DOCUMENT PASSAGE:
+-------+

Exposed: Why AI Benchmarks Are Failing Us All – And How Singapore’s Real-World Governance Is Fighting Back – Genesis: Human Experience in the Age of Artificial Intelligence | Synthesis: The Superintelligence Protocol

I’ve long believed that true innovation isn’t just about raw capability — it’s about AI that fits, not just functions. That’s why, when I came across the new preprint “CIRCLE: A Framework for Evaluating AI from a Real-World Lens” by Reva Schwartz and colleagues, it stopped me in my tracks. Here is a rigorous, six-stage, lifecycle-based approach that finally bridges the notorious “reality gap” between glossy benchmark scores and what actually happens when AI meets messy human contexts, users, workflows, and constraints.

Led by a stellar team of ethical AI experts and researchers — including Reva Schwartz of Civitaas Insights and Rumman Chowdhury of Humane Intelligence, a pioneering voice in responsible AI who has spent years championing human-centric evaluation and public-benefit AI governance — CIRCLE (Contextualise → Identify → Represent → Compare → Learn → Extend) operationalises the missing “Validation” phase of TEVV. It translates stakeholder concerns outside the technical stack into measurable signals, blending qualitative insights with scalable quantitative metrics through field testing, red teaming, and longitudinal studies. This approach echoes the broader calls from ethical AI leaders such as Virginia Dignum, whose work on responsible AI design has long emphasised the need for context-aware, stakeholder-driven assessment rather than purely technical metrics.

+-------+

Items stored from a collection
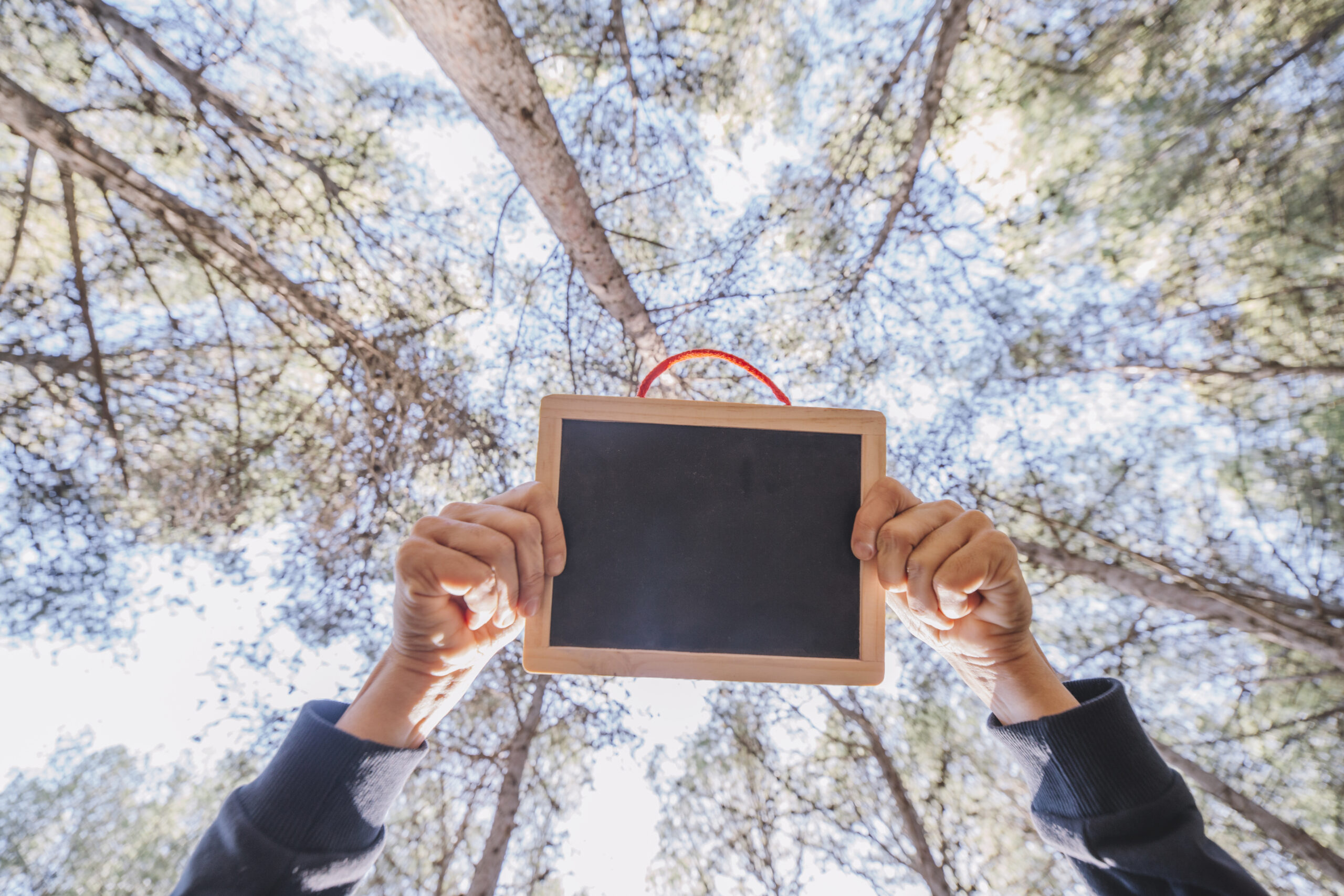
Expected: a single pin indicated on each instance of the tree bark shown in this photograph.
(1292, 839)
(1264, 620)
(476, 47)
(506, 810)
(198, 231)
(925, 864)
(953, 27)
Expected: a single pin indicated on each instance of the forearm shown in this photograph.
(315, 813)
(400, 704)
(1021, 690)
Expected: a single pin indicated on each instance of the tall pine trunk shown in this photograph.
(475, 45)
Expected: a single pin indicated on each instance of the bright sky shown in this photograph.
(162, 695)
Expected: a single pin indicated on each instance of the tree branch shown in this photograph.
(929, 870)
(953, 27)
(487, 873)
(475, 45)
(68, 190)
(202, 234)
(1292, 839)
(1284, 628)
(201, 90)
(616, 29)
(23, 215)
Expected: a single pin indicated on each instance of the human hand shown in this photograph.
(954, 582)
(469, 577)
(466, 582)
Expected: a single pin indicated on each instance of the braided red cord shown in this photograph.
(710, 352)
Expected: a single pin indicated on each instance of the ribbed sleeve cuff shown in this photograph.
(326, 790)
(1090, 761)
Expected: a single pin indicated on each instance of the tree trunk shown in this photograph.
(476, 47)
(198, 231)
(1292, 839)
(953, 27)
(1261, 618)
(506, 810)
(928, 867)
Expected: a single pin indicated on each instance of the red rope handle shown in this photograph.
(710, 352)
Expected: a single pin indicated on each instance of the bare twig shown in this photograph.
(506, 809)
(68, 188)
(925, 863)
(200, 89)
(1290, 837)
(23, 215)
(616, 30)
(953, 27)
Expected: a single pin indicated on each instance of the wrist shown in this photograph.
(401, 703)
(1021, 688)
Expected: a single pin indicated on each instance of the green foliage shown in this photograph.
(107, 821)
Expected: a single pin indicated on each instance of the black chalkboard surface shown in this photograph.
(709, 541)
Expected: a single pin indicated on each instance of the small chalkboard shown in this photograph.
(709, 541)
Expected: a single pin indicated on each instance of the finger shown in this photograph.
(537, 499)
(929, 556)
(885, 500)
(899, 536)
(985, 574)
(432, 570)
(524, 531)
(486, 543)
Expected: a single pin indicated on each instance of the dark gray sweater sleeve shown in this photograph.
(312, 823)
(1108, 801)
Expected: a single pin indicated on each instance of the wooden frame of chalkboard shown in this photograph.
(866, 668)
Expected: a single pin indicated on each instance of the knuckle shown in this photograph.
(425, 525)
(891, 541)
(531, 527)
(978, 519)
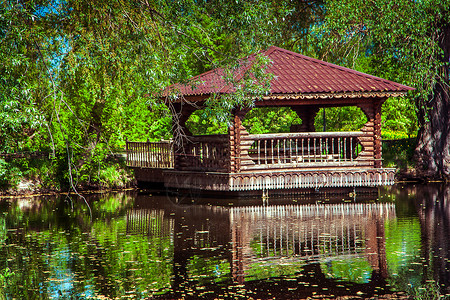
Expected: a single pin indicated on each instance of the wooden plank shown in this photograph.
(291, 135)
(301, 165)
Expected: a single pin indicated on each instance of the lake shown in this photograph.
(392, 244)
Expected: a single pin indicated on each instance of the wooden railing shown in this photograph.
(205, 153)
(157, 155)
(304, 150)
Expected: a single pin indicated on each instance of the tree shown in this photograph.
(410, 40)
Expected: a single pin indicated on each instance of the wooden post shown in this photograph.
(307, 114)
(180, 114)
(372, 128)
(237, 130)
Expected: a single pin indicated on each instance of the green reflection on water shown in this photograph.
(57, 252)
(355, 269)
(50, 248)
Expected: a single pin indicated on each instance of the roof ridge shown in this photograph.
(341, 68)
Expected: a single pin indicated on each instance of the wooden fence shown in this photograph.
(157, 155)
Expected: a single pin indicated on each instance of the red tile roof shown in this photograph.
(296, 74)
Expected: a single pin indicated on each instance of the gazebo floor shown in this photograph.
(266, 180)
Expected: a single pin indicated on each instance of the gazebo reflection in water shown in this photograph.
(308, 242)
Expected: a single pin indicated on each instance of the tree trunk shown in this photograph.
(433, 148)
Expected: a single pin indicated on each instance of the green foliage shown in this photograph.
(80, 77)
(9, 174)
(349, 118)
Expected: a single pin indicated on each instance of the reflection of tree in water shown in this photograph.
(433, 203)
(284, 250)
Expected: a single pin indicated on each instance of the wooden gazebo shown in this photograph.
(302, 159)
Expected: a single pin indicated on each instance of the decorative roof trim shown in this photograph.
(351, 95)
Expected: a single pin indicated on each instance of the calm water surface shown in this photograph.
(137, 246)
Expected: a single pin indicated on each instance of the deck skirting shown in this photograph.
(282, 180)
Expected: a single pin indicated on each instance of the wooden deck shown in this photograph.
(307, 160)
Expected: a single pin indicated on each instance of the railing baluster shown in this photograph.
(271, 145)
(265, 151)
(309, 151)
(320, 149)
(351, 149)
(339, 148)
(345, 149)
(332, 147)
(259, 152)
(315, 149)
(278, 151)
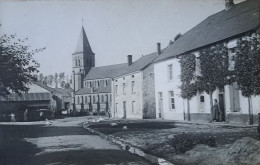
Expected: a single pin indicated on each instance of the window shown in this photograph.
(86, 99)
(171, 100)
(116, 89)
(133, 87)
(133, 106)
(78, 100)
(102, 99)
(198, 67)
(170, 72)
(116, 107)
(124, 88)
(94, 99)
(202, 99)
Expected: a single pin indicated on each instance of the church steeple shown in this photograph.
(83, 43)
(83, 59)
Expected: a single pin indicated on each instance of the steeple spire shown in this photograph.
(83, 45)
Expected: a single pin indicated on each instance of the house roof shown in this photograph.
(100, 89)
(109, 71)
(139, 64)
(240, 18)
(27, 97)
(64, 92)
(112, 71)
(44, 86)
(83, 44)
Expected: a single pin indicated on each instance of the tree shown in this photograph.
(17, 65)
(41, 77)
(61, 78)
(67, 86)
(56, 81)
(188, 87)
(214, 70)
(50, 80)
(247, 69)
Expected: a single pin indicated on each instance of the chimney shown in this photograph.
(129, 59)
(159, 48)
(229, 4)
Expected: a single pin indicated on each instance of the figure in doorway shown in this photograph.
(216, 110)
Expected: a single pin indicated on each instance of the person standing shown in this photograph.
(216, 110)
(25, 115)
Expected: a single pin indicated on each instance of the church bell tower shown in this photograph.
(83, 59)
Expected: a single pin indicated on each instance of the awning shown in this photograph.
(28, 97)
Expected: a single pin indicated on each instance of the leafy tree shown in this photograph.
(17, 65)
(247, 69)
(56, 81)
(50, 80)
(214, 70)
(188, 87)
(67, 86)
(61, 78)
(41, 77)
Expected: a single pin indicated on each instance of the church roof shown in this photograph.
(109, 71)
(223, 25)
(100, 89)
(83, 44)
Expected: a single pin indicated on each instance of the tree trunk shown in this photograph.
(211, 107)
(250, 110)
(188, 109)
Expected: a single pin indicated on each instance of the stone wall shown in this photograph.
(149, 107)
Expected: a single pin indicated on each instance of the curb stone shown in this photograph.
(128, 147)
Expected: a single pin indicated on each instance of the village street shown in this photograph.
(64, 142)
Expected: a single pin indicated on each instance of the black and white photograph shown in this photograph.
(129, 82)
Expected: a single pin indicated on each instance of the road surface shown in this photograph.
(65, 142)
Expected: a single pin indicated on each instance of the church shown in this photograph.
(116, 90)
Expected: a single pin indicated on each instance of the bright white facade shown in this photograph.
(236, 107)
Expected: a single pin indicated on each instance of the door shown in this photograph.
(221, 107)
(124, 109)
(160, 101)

+-------+

TASK BRIEF: Continue the article on AI benchmarks and the CIRCLE evaluation framework, starting right after its final sentence.

ANSWER FOR THIS EXERCISE:
Published just weeks ago, CIRCLE produces systematic, comparable-yet-context-sensitive knowledge that decision-makers can actually govern by. It resonates deeply with the practical, real-world governance ecosystem Singapore has been quietly perfecting for years. Today I want to reflect on three pillars I’ve been deeply involved with — AI Verify, the Model AI Governance Framework (MGF) for Agentic AI from the Ministry of Digital Development and Information (MDDI), and the Monetary Authority of Singapore’s (MAS) AI Risk Management Guidelines — and show how beautifully they align with, and are strengthened by, the CIRCLE framework.

My Hands-On Work with AI Verify: Turning Principles into Practice

I’ve been at the forefront of making AI assurance real and repeatable. In May–June 2025 I led the technical testing work as part of the IMDA AI Verify Global AI Assurance Pilot. This world-first initiative pairs AI assurance providers with organisations deploying generative AI applications. Crucially, we test the real-life application in context — not just the underlying foundation model — to codify “what and how to test” for fairness, robustness, explainability, and safety.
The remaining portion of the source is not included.